SOURCE PASSAGE ▸

►

Quick links from the past week of experiments in the World Wide Lab
The Fish Pond: Vazquez's velocity increasing: I don't follow sports, but "experiment" comes up constantly in that context. In this case, pitcher Javier Vázquez is reported to have changed his form to use his lower body more. It seems to be working: "On Wednesday against the Nationals, Vazquez was clocked at 90 and 91 mph, after he was about 87 mph in his first outing." What's interesting is that experimentation is prevalent in sports (and probably has been forever), and that there are straightforward metrics for evaluating impact.
Facebook experiments with streaming movies: In "Tell me, Betty. Has your husband always been..." I mentioned Amazon's recent addition of instant video to their Prime program. Well apparently Facebook and Warner Bros. Pictures are getting into the spirit with an experiment to offer The Dark Knight for 30 Facebook credits (AKA $3). From the Think, Try, Learn perspective, this highlights how experiments can impact others. In this case, Netflix Investors Spooked By Facebook Video Experiment. Of course our personal and group experiments don't have this kind of massive impact, but they do affect those around us. Relationship experiments in particular come to mind.
Plastic-free experiment an eye-opener for Kanata family: Here's an experiment I admire, and that anyone could try. A family of four stopped buying things containing plastic. Wow! Given that nearly everything has - or is wrapped in - plastic, it's a challenge. The article mentions what we eat, what we wear, and how we wash and brush our teeth. It also shows the power of experimentation to change behavior, in this case naturally using much less plastic.
I was pleased to find recent stories on killing your TV (or at least not paying for it), such as What it's like to cut the cord and stop paying for TV and Savings Experiment: Cutting the Cord on Cable's Pricey Monthly Bill: We've not had cable for years, which I admit gives me an embarrassing and smug sense of superiority, along with the more humble satisfaction of not rewarding crappy programming by paying for it. That said, for us the experiment wasn't difficult because we haven't spent the time to find a series that we like.
In this Book review of The Science of Kissing: What Our Lips Are Telling Us, the author mentions some fascinating experiments, such as the 1995 "sweaty T-shirt experiment":
By getting 44 men to wear T-shirts without deodorant for two nights and then having women sniff them, Wedekind discovered that "women nearly always preferred the scents of T-shirts worn by men with MHC genes different from their own - suggesting that we can determine our genetic compatibility with potential partners simply by following our noses."
What I particularly like is the comment that the best science experiment is the kind that defies your expectations. Edison experiment, anyone?
Finally, what list of experiments could fail to mention Amy Chua's provocative Battle Hymn of the Tiger Mother (covered in Time's Tiger Mom: Amy Chua Parenting Memoir Raises American Fears)? To me, of course, its potential for experiments leaps out. So, I was pleased to see someone trying it out: Valerie Frankel: My Tiger Mother Experiment: Using Chua's Book as a Parenting Guide. Do you have any thoughts on this one? I haven't studied it yet.

◄

EXTRACTED MATERIAL ▸
►

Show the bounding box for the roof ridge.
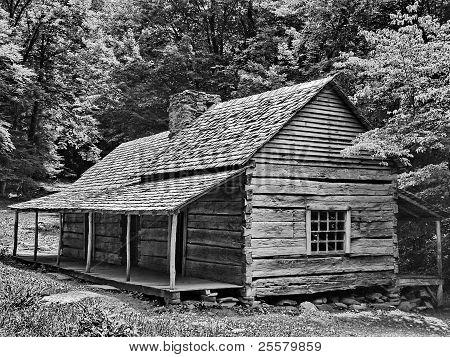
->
[212,75,335,112]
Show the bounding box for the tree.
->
[339,3,450,214]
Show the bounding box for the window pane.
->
[310,211,350,254]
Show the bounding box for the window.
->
[306,208,351,255]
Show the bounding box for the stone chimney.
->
[169,90,221,136]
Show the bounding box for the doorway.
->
[175,212,187,276]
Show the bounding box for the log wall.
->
[62,213,123,264]
[94,213,124,265]
[250,88,397,296]
[62,213,86,259]
[186,179,245,284]
[137,216,169,272]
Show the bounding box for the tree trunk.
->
[28,100,39,142]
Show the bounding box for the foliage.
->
[339,3,450,214]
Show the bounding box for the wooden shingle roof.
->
[145,77,333,175]
[11,169,243,214]
[10,77,333,212]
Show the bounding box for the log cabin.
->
[11,77,442,301]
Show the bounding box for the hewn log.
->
[251,222,296,239]
[187,228,243,248]
[189,201,242,215]
[64,213,84,223]
[253,256,394,278]
[350,238,394,255]
[64,220,84,234]
[252,207,296,222]
[63,246,84,259]
[139,240,167,258]
[251,238,306,258]
[141,215,168,228]
[94,214,121,224]
[253,178,393,196]
[187,244,242,265]
[255,271,394,296]
[253,194,394,209]
[254,163,393,182]
[94,251,122,265]
[186,258,242,284]
[188,214,242,232]
[138,255,167,272]
[139,227,168,242]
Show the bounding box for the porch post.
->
[56,212,64,266]
[13,210,19,257]
[33,210,39,261]
[127,214,131,281]
[169,214,178,289]
[436,221,444,306]
[86,212,94,273]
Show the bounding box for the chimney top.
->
[168,89,222,136]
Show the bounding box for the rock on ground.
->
[300,301,318,312]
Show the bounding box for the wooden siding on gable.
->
[250,88,397,296]
[186,178,243,284]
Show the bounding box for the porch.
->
[397,190,444,306]
[16,255,241,299]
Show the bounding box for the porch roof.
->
[398,189,445,220]
[10,168,245,214]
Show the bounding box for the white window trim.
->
[306,206,352,256]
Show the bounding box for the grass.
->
[0,256,450,337]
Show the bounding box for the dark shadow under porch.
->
[16,254,241,297]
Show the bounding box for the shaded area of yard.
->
[0,257,450,336]
[0,201,59,254]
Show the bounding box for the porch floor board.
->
[16,255,242,297]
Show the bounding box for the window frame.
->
[305,206,352,256]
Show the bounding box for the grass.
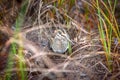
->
[6,0,29,80]
[0,0,120,80]
[96,0,120,71]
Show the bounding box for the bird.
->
[50,29,71,53]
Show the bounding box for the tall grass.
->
[6,0,29,80]
[94,0,120,71]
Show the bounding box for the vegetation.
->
[0,0,120,80]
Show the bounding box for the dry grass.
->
[0,0,120,80]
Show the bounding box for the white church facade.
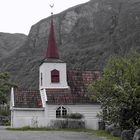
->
[11,17,100,130]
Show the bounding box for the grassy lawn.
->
[7,127,121,140]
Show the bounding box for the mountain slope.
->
[0,33,27,59]
[0,0,140,89]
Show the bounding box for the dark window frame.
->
[51,69,60,83]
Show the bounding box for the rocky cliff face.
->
[0,0,140,88]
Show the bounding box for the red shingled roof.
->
[14,89,42,108]
[46,20,59,59]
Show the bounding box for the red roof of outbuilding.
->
[46,20,59,59]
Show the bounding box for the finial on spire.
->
[50,3,54,16]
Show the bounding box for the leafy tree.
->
[0,73,11,104]
[90,52,140,129]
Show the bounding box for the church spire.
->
[46,3,59,59]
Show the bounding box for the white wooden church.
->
[11,16,100,129]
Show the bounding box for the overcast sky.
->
[0,0,89,34]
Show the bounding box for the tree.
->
[90,52,140,129]
[0,73,11,104]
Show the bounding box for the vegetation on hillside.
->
[90,52,140,129]
[0,73,12,104]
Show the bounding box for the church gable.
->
[14,89,42,108]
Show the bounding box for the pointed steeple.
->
[46,18,59,59]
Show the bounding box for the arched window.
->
[51,69,59,83]
[56,106,67,118]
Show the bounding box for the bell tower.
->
[39,9,69,90]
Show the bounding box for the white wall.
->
[39,63,69,89]
[11,105,100,130]
[47,105,101,130]
[11,110,45,128]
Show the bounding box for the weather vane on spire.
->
[50,3,54,15]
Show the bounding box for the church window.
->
[51,69,59,83]
[56,106,67,118]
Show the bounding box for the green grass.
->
[93,130,121,140]
[7,126,121,140]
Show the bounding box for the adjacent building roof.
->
[14,70,100,108]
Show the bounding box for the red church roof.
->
[46,19,59,59]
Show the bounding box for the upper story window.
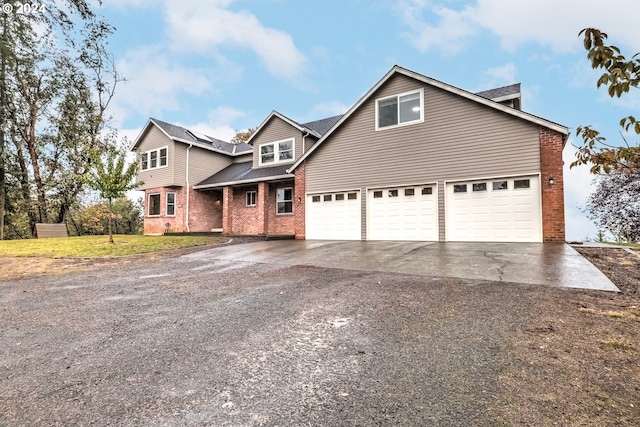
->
[376,89,424,130]
[140,147,169,171]
[260,138,294,165]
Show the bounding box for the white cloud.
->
[113,47,213,121]
[397,0,477,54]
[298,101,351,123]
[166,0,307,79]
[397,0,640,53]
[483,62,518,89]
[562,139,597,241]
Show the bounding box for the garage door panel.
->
[305,191,361,240]
[446,176,542,242]
[367,185,438,241]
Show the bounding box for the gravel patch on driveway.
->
[0,259,562,426]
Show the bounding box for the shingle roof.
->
[476,83,520,100]
[301,114,342,136]
[150,118,252,154]
[194,162,293,188]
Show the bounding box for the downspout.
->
[302,129,310,154]
[185,144,193,233]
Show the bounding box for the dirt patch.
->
[496,248,640,427]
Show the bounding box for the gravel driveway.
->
[0,252,570,426]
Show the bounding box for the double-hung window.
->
[166,193,176,216]
[260,139,294,165]
[276,188,293,214]
[245,191,258,206]
[376,89,424,130]
[140,147,169,170]
[147,193,160,216]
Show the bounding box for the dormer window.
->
[376,89,424,130]
[140,147,168,171]
[260,138,294,165]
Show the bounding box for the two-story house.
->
[133,66,568,242]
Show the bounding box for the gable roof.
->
[301,114,343,135]
[287,65,569,173]
[193,161,293,190]
[130,117,253,156]
[246,110,342,145]
[476,83,520,102]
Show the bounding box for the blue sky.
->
[95,0,640,240]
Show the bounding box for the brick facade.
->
[293,162,306,240]
[540,128,565,242]
[222,181,304,236]
[144,187,222,234]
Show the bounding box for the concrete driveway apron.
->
[185,240,619,292]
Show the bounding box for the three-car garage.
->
[305,175,542,242]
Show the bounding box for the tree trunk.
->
[0,13,8,240]
[107,199,113,243]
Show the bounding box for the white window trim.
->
[164,191,178,216]
[145,193,162,217]
[140,145,169,171]
[375,88,424,131]
[244,190,258,207]
[276,187,295,215]
[258,138,296,166]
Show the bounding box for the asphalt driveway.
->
[0,241,620,426]
[182,240,618,292]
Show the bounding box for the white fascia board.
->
[193,174,295,190]
[245,110,322,144]
[129,118,173,151]
[170,137,253,157]
[287,65,569,173]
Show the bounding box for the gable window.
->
[276,188,293,214]
[376,90,424,130]
[167,193,176,216]
[140,147,169,170]
[473,182,487,191]
[245,191,258,206]
[493,181,509,191]
[260,138,294,165]
[147,193,160,216]
[453,184,467,193]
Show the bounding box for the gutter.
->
[193,174,295,190]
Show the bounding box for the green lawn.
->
[0,235,227,258]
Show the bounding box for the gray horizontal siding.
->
[138,126,239,190]
[182,146,233,186]
[136,126,175,190]
[252,116,302,168]
[306,76,540,193]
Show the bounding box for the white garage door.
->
[305,191,362,240]
[367,185,438,241]
[445,176,542,242]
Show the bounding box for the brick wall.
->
[540,128,565,242]
[185,188,222,232]
[293,162,306,240]
[144,187,222,234]
[222,181,296,235]
[225,183,264,234]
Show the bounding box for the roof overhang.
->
[193,174,295,190]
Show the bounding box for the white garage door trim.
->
[445,175,542,242]
[305,190,362,240]
[367,183,438,242]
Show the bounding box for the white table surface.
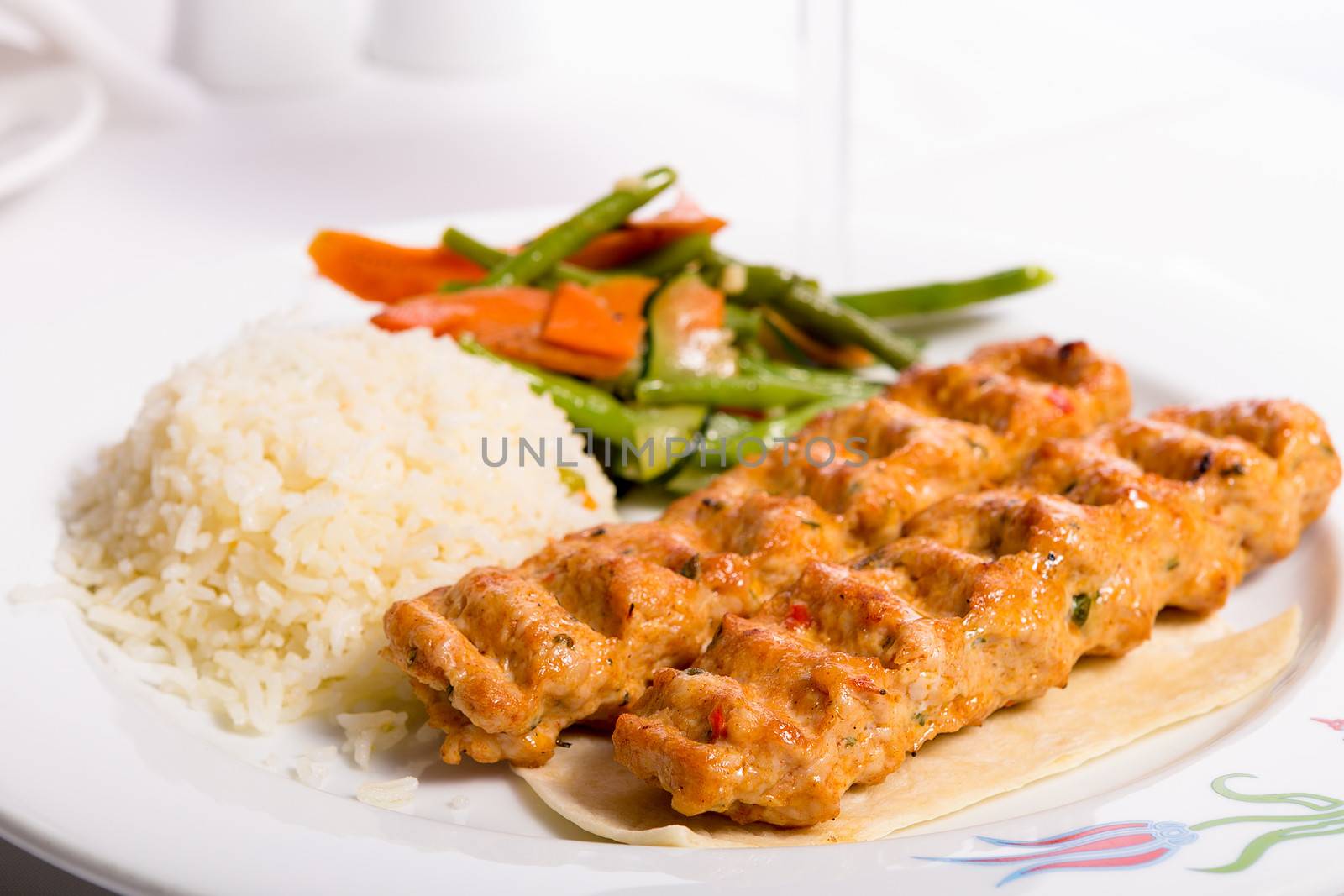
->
[8,3,1344,893]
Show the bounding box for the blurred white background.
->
[0,0,1344,315]
[0,0,1344,892]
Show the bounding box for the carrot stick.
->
[307,230,486,304]
[374,286,551,336]
[542,280,645,361]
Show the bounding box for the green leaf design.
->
[1189,773,1344,874]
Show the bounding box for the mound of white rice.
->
[58,324,613,730]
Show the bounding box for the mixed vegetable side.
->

◄

EXPLORE THE MATERIAL ▸
(a) Copy the passage from the experiments post word for word, starting at the words "Quick links from" and ending after "for evaluating impact.".
(b) Answer these questions using the experiments post.
(i) What speeds was Vazquez clocked at against the Nationals on Wednesday?
(ii) How many Facebook credits was The Dark Knight offered for?
(iii) How many men wore T-shirts in the 1995 "sweaty T-shirt experiment"?
None of the data is needed here.

ANSWERS PROVIDED ▸
(a)
Quick links from the past week of experiments in the World Wide Lab
The Fish Pond: Vazquez's velocity increasing: I don't follow sports, but "experiment" comes up constantly in that context. In this case, pitcher Javier Vázquez is reported to have changed his form to use his lower body more. It seems to be working: "On Wednesday against the Nationals, Vazquez was clocked at 90 and 91 mph, after he was about 87 mph in his first outing." What's interesting is that experimentation is prevalent in sports (and probably has been forever), and that there are straightforward metrics for evaluating impact.

(b)
(i) 90 and 91 mph
(ii) 30 Facebook credits (about $3)
(iii) 44